Reproduce every line of the data below, requests included, but scale each point coordinate in the answers by 1.8 and round it to a whole number, with halves rounding up, while numbers in the requests and their sample format stay unchanged. Leave out the pictures.
• • •
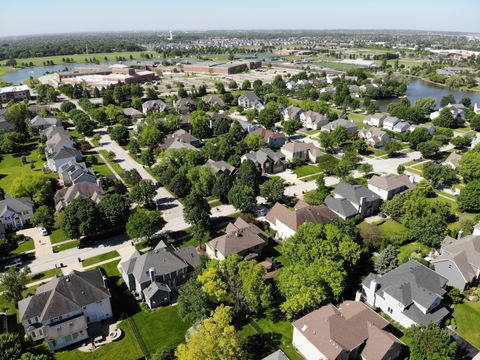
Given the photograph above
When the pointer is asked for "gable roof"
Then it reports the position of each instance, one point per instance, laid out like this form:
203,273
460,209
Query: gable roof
64,294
• • •
• [RESULT OF THE TASK]
Given the photograph above
When the pointer is asked for "gable roof"
Then it reports the position of each instance, one point per instance, laid out like this form:
203,273
460,209
Query: gable roof
115,529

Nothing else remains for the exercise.